» **ARTICLE**:
— START —

5.3           401(k) Discrimination Limits .

 

(a)            Limits on Deferral Percentages .  For any Plan Year, Section 401(k)(3) Contributions, as defined below, shall in all events be caused to comply with the requirements of Section 401(k)(3) of the Code.  The requirements of Section 401(k)(3) of the Code are as follows:

 

(i)              either the excess of the actual deferral percentage (as defined below) for the Plan Year of Active Participants who are Highly Compensated Employees over the actual deferral percentage for the Plan Year of Active Participants who were non-Highly Compensated Employees is not more than two (2) percentage points, and the actual deferral percentage for the Plan Year for Active Participants who are Highly Compensated Employees is not more than the actual deferral percentage for the Plan Year of Participants who were non-Highly Compensated Employees multiplied by two (2), or

 

(ii)              the actual deferral percentage for the Plan Year of the Active Participants who are Highly Compensated Employees is not more than the actual deferral percentage for the Plan Year of Active Participants who were non-Highly Compensated Employees multiplied by 1.25.

 

(b)            Contributions .  “Section 401(k)(3) Contributions” include Pre-Tax Contributions and, at the Committee’s election, all or any portion of the Special Employer Contributions, or the matching contributions (as defined in Section 401(m)(4)(A) of the Code) and/or qualified non-elective contributions (as defined in Section 401(m)(4)(C) of the Code) made under any Related Plan to the extent permitted in applicable regulations and to the extent the Committee separately accounts therefor (including separate accounting for income, gains, losses, withdrawals, and other credits or charges).

 

 

- 16 -


 

 

(c)            Actual Deferral Percentage .  The actual deferral percentage for a specified group of Employees for a Plan Year shall be the average of the ratios (calculated separately for each Employee in such group) of the amount of Section 401(k)(3) Contributions actually made on behalf of each such Employee for such Plan Year (excluding excess deferrals of non-Highly Compensated Employees to the Plan or any Related Plan) divided by the Employee’s Compensation.  Such ratios and the actual deferral percentage for each group shall be calculated to the nearest one-hundredth of one percent.

 

(d)            Limits on Section 401(k)(3) Contributions .

— END —

» **STATED GOAL 1**: In the 401(k) discrimination limits section, to what precision are the ratios and the actual deferral percentage for each group calculated?
» **STATED GOAL 2**: Echo the 401(k) discrimination limits section word for word, everything from "(c)            Actual Deferral" down to "401(k)(3) Contributions .".
» **STATED GOAL 3**: Carry on the 401(k) discrimination limits section from its final line.

(A run of records)
— START —

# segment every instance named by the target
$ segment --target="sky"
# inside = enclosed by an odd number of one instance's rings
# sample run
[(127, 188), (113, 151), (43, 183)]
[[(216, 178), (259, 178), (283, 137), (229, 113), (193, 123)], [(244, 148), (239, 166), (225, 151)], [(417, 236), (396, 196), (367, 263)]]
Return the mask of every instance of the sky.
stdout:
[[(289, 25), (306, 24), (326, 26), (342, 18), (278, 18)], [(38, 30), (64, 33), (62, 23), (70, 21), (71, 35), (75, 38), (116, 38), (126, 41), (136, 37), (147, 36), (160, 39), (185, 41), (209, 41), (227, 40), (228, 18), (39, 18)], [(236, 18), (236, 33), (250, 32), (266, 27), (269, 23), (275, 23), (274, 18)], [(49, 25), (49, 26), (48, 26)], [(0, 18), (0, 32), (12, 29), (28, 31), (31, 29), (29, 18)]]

— END —

» **RESULT 1**: They are calculated to the nearest one-hundredth of one percent.

» **RESULT 2**:
(c)            Actual Deferral Percentage .  The actual deferral percentage for a specified group of Employees for a Plan Year shall be the average of the ratios (calculated separately for each Employee in such group) of the amount of Section 401(k)(3) Contributions actually made on behalf of each such Employee for such Plan Year (excluding excess deferrals of non-Highly Compensated Employees to the Plan or any Related Plan) divided by the Employee’s Compensation.  Such ratios and the actual deferral percentage for each group shall be calculated to the nearest one-hundredth of one percent.

 

(d)            Limits on Section 401(k)(3) Contributions .

» **RESULT 3**:
(i)              The Committee may establish, from time to time, such rules, restrictions, and limitations as it may deem appropriate to insure that Section 401(k)(3) Contributions made to the Plan satisfy the requirement of Section 401(k)(3) of the Code as set forth herein.  If the Committee determines that it is necessary or desirable, the Committee may reduce or completely disallow Pre-Tax Contributions or Employer Matching Contributions for Highly Compensated Employees, including Pre-Tax Contributions or Employer Matching Contributions already made to the Plan for that Plan Year, as provided in Exhibit I.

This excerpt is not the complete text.